はい、そうですね。自分がやって来たことを後進に伝えたいと思い、そのお話をお受けした後に、大阪交響楽団から首席客演指揮者のオファーがありました。2011年から度々指揮をして来た素晴らしいオーケストラなので、大変嬉しかったです。教育に携わるにしても、自分で指揮をしている、音楽を演奏している姿を学生に見せられることは、とても説得力があり、効果的だと思います。自分が一歩踏み出したことで、違う展開が目の前に広がって来た。そんな感じですね。
現在、金城学院大学の文学部音楽芸術学科教授を務めています (C)飯島隆
―― この4月から大阪交響楽団は指揮者3人体制となります。その事については如何ですか。
3本の矢というのでしょうか(笑)。 3人ともドイツで学んで来たというのは面白いですね。それでいて目指す音楽も、作り出す音も違う。3人全員がオペラに拘りを持っているというのは偶然ですし、得意とする音楽が一部共通しているのも、当然だと思います。シューマンの作品は3人が取り上げたいと考えているので、今回私が交響曲第1番をやりましたが、第2番以降を指揮する機会はなかなか巡って来ないでしょうね(笑)。メンバーは、そういった体制を経験することで、多様性を学んで行くのだと思います。
大阪交響楽団の指揮者陣(ミュージックパートナー 柴田真郁、常任指揮者 山下一史、首席客演指揮者 髙橋直史 左より) (C)H.isojima
―― 大阪交響楽団の魅力を教えてください。
音楽が好き!音楽をやりたい!そんなシンプルに熱い思いを持っているメンバーが集まったオーケストラです。創設者である永久名誉楽団代表 敷島博子さんの「聴くものも、演奏するものも満足できる音楽を!」という考え方が、メンバー全員の考え方のベースに在るからでしょうか。一人一人が真摯に音楽と向き合っています。私も音楽を愛する者として、その姿勢には共感します。メンバーの思いを素直に引き出してサウンドにすれば、お客様にもその思いは伝わると思います。

提供資料 ->
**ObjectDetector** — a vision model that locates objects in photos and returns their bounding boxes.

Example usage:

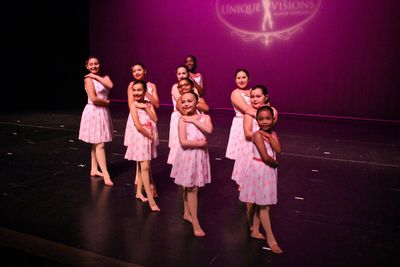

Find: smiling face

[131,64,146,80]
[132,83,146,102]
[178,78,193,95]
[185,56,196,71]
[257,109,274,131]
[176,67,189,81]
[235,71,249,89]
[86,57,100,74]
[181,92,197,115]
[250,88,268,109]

* * *

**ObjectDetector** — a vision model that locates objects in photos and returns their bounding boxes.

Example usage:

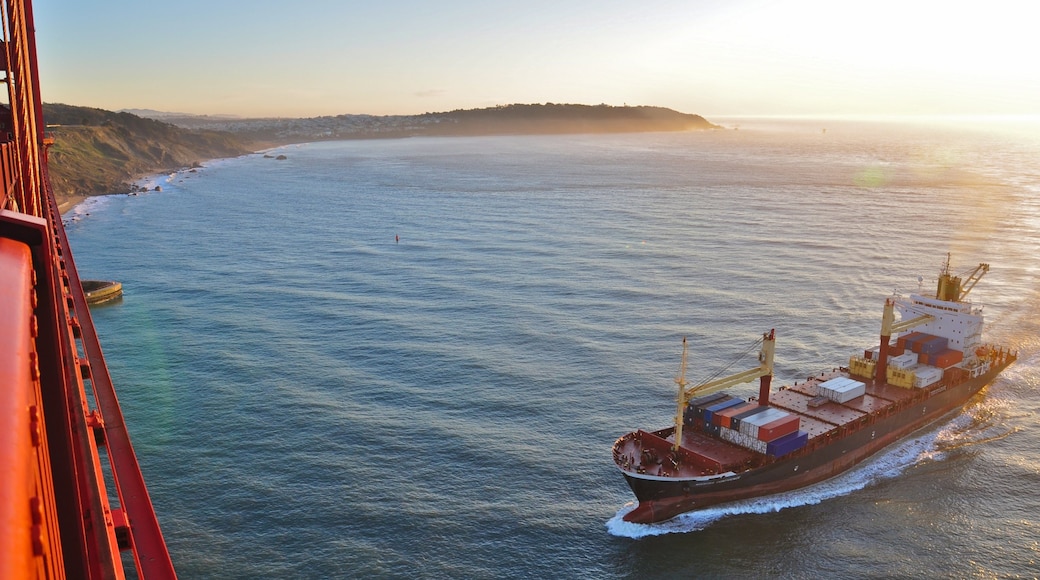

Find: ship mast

目標 -> 大阪交響楽団についてのインタビューから、「現在、金城学院大学の文学部音楽芸術学科教授を務めています (C)飯島隆」を含む語句で始まり「を学んで行くのだと思います。」で終わる部分を、一字も変えずに抜き出してください。

正解 ->
現在、金城学院大学の文学部音楽芸術学科教授を務めています (C)飯島隆
―― この4月から大阪交響楽団は指揮者3人体制となります。その事については如何ですか。
3本の矢というのでしょうか(笑)。 3人ともドイツで学んで来たというのは面白いですね。それでいて目指す音楽も、作り出す音も違う。3人全員がオペラに拘りを持っているというのは偶然ですし、得意とする音楽が一部共通しているのも、当然だと思います。シューマンの作品は3人が取り上げたいと考えているので、今回私が交響曲第1番をやりましたが、第2番以降を指揮する機会はなかなか巡って来ないでしょうね(笑)。メンバーは、そういった体制を経験することで、多様性を学んで行くのだと思います。